(Excerpts of labeled region data)

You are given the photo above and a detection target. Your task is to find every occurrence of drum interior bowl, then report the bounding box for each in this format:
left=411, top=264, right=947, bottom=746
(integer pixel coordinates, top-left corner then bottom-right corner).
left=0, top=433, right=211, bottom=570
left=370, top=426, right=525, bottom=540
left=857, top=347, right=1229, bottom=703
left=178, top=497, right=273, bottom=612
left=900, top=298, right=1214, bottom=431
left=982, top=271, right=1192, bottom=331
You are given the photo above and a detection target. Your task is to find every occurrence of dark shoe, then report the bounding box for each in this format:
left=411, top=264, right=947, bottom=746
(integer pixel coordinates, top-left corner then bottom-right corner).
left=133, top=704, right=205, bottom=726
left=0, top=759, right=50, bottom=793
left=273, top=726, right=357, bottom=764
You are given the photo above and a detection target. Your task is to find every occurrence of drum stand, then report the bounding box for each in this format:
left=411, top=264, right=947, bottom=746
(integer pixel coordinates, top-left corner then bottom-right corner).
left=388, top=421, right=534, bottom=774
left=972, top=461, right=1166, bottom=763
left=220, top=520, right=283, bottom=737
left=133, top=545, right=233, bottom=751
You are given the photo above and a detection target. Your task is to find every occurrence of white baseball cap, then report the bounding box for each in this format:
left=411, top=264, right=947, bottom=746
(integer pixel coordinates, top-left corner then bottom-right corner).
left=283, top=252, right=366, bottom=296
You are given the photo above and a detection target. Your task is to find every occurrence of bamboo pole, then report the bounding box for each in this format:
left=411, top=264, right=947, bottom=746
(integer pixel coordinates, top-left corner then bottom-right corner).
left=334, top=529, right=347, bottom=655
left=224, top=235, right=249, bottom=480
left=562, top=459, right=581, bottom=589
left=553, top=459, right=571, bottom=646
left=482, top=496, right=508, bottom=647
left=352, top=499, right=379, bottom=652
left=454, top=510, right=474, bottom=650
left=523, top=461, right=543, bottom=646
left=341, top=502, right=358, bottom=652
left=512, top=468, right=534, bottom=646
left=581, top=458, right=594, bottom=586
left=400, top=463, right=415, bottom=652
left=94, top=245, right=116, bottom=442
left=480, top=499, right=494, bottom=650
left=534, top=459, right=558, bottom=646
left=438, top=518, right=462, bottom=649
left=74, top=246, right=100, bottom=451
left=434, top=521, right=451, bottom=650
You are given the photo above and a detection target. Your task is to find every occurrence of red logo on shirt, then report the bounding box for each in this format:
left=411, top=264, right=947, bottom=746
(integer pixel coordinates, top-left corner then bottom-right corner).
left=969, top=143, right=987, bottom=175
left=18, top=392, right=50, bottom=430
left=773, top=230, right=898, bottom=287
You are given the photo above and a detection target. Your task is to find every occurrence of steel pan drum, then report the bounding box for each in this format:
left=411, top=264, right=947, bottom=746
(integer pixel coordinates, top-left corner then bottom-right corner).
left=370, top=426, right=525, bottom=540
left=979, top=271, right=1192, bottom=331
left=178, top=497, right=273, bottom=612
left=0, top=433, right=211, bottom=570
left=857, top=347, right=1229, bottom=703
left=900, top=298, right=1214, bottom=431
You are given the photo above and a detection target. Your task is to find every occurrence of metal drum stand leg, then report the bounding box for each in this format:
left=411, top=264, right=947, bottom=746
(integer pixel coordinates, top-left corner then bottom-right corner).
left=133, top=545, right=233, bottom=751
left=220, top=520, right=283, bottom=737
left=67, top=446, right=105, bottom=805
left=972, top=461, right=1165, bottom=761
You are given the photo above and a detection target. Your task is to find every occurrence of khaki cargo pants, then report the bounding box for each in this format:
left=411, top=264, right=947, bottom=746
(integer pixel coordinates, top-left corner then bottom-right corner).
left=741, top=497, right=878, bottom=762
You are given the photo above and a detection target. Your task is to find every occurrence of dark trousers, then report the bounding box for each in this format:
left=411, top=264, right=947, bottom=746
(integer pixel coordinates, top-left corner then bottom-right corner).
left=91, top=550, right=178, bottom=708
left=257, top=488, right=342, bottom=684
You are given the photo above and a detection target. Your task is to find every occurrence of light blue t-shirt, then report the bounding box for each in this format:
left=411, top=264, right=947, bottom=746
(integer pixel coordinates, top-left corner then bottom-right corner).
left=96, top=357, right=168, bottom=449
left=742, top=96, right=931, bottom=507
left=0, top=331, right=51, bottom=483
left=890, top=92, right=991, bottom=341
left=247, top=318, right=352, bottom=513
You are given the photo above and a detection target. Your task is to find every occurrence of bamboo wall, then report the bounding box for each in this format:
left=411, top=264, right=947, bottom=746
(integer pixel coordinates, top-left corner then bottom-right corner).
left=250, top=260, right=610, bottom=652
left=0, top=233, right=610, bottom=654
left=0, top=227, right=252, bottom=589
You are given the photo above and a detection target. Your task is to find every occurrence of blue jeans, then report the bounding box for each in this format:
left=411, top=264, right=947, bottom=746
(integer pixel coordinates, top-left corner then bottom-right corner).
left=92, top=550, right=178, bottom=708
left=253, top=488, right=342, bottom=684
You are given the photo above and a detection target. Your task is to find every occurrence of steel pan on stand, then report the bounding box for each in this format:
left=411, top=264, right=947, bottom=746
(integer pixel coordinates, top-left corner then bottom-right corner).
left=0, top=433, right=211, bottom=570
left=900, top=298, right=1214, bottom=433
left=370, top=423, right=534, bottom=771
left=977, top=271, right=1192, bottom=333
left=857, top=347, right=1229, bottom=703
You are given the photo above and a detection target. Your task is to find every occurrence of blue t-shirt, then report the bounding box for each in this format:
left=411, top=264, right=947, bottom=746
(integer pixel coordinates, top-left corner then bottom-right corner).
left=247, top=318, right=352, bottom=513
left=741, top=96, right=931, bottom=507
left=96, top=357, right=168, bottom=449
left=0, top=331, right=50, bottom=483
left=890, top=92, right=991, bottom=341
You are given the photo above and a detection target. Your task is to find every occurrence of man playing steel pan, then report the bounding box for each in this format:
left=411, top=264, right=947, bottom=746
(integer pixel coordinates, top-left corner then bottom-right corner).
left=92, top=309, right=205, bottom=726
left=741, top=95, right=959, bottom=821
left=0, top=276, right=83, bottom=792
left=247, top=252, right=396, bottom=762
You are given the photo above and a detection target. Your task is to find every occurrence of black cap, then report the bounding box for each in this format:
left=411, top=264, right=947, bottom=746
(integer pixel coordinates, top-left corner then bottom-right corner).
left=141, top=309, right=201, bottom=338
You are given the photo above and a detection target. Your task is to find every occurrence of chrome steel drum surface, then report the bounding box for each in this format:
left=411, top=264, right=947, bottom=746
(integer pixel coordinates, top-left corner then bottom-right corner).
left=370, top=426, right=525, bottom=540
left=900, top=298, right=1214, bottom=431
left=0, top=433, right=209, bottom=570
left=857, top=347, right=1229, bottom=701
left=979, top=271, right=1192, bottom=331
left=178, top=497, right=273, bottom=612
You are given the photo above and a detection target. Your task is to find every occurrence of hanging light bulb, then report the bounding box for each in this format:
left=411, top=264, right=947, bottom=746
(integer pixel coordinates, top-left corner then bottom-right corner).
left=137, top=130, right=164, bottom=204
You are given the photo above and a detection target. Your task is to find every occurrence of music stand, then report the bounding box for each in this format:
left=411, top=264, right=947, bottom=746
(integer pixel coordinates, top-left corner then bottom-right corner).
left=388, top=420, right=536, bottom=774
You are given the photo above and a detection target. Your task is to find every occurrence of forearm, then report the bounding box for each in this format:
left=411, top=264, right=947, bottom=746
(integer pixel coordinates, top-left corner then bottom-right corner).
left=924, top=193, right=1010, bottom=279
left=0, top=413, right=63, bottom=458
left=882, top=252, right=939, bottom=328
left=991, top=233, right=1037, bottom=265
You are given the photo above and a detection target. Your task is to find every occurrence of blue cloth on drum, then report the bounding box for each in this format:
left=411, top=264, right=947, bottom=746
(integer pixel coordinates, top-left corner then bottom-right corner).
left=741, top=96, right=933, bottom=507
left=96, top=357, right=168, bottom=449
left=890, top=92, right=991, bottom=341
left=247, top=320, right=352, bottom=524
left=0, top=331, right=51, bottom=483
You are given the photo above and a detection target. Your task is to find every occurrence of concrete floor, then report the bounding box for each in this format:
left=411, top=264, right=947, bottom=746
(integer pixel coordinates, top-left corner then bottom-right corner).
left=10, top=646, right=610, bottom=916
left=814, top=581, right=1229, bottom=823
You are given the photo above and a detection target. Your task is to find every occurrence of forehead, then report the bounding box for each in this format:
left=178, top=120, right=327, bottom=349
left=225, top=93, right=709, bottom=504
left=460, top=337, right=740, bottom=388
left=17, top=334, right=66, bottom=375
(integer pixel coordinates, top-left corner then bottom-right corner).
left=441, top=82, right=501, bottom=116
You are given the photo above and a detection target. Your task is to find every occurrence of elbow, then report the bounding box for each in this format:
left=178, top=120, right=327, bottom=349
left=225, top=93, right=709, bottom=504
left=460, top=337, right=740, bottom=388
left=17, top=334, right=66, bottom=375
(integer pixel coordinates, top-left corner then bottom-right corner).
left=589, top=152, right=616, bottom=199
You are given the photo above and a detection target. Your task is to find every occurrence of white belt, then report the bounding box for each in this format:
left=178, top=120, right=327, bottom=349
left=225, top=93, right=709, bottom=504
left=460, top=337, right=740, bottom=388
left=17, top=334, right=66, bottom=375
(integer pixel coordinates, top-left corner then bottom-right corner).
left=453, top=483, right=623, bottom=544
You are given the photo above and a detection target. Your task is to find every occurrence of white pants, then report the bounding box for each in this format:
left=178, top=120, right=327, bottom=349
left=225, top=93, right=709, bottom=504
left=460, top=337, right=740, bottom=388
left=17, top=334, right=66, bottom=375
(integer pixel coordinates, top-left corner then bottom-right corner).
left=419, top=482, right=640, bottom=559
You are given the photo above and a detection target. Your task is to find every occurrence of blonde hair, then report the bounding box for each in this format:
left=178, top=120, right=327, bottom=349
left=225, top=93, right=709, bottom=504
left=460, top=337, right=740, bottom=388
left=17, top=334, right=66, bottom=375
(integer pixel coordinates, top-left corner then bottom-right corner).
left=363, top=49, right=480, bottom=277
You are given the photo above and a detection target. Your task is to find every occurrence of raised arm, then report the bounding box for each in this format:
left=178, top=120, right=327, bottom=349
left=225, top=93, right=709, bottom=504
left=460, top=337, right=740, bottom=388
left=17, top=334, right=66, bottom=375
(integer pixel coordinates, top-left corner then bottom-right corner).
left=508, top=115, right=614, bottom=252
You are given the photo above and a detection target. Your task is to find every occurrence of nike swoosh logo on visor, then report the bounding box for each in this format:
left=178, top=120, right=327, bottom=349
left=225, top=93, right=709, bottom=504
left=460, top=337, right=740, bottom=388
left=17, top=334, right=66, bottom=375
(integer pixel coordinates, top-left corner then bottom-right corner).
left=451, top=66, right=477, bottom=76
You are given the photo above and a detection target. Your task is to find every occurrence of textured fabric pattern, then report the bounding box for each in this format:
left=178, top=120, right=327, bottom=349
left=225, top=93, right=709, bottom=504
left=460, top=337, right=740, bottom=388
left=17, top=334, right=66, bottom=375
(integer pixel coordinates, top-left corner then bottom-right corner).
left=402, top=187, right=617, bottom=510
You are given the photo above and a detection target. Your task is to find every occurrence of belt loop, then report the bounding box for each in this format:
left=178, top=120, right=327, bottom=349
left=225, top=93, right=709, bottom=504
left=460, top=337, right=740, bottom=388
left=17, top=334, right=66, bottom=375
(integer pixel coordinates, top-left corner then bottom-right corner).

## INSTRUCTIONS FOR THE TASK
Edit the lines between the one holding "dark trousers, then" and the one holding "left=253, top=488, right=342, bottom=684", inclusive, so that "bamboo wall" becomes "bamboo fence". Leave everything else unchanged, and give only those lines.

## EXERCISE RESPONSE
You are given the photo above and a detection target. Your task is to find every occurrence of dark trousers, then report the bounding box for each in this format:
left=411, top=264, right=947, bottom=746
(integer pixel coordinates, top-left corner then bottom-right corner).
left=91, top=550, right=178, bottom=708
left=257, top=488, right=342, bottom=684
You are given the photo above and a detection target. Your task is to find every occurrence of light blue t-shirt, then report the bounding box for each in this format:
left=411, top=264, right=947, bottom=746
(integer pixel coordinates, top-left corner then bottom-right corner).
left=96, top=357, right=168, bottom=449
left=742, top=96, right=931, bottom=507
left=0, top=331, right=51, bottom=483
left=890, top=92, right=991, bottom=341
left=247, top=318, right=352, bottom=513
You are given the photo above and a detection target. Your task is to find every occurrence of bamboo fence, then report the bounding box for each in this format:
left=411, top=264, right=947, bottom=746
(integer pixel coordinates, top-left corner then bottom-right corner).
left=250, top=260, right=610, bottom=652
left=0, top=233, right=610, bottom=654
left=0, top=227, right=252, bottom=589
You are given the photo above and a detection target. Your task is to find every occurrence of blue jeans, then report the bounding box for each in this format:
left=411, top=264, right=947, bottom=746
(integer pixel coordinates, top-left corner then bottom-right corner).
left=92, top=550, right=178, bottom=708
left=253, top=488, right=342, bottom=684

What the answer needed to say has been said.